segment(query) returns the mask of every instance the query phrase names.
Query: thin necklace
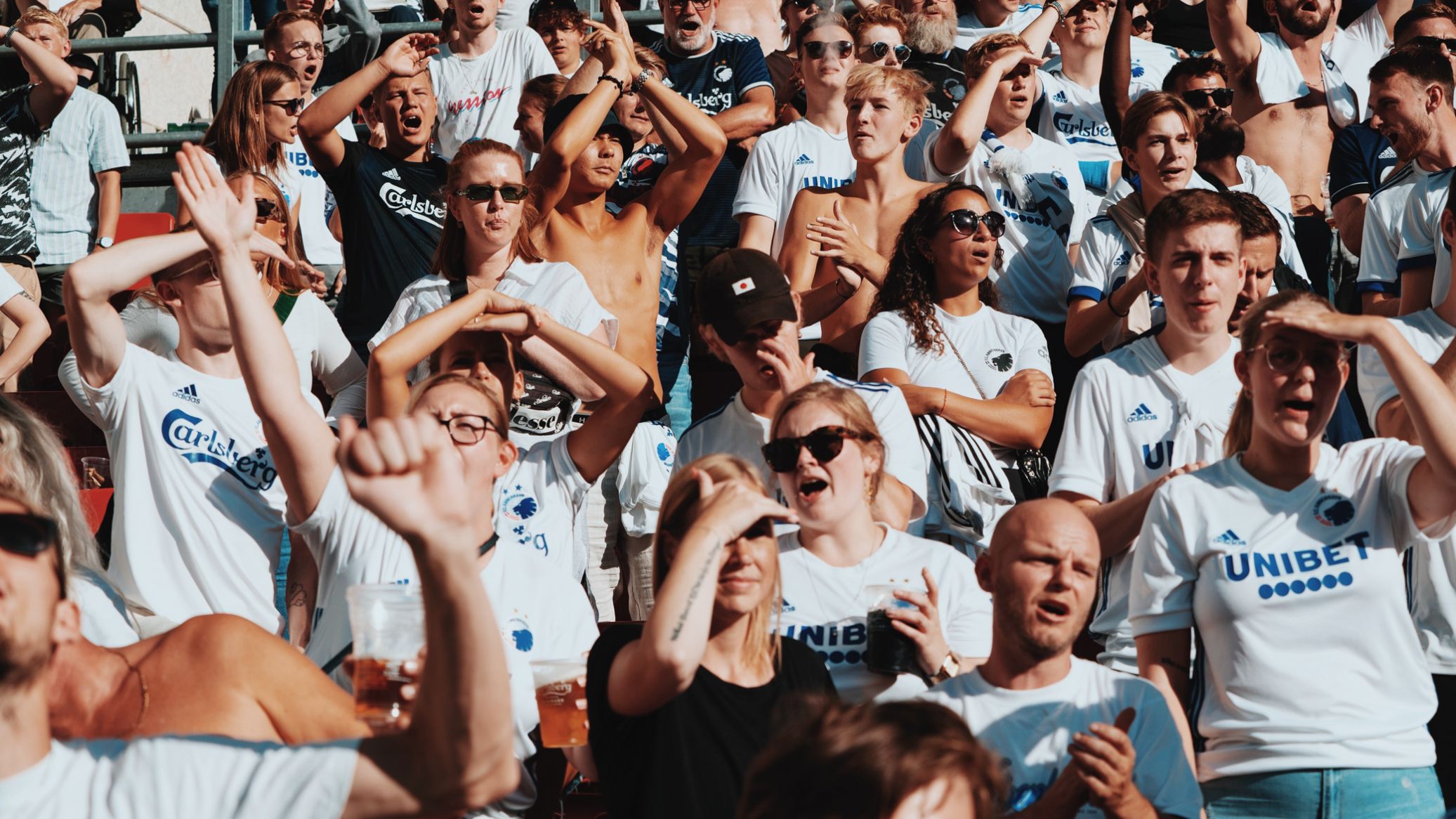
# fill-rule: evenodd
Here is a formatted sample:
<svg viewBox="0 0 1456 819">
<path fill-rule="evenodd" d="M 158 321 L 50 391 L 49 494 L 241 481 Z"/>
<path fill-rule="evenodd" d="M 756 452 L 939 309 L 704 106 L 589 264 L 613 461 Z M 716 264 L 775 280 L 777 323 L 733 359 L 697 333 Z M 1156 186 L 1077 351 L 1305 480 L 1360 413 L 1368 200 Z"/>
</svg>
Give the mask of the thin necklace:
<svg viewBox="0 0 1456 819">
<path fill-rule="evenodd" d="M 121 657 L 121 662 L 127 663 L 127 676 L 137 675 L 137 683 L 141 686 L 141 710 L 137 711 L 137 720 L 131 723 L 131 727 L 121 733 L 121 736 L 131 736 L 140 726 L 143 717 L 147 716 L 147 707 L 151 705 L 151 691 L 147 688 L 147 678 L 141 673 L 141 669 L 134 666 L 125 654 L 115 648 L 106 648 L 112 654 Z M 122 679 L 125 682 L 125 679 Z"/>
</svg>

_ _ _

> [GOAL]: Show every line of the items above that contains the string "thin".

> [TASK RESULT]:
Query: thin necklace
Give the mask of the thin necklace:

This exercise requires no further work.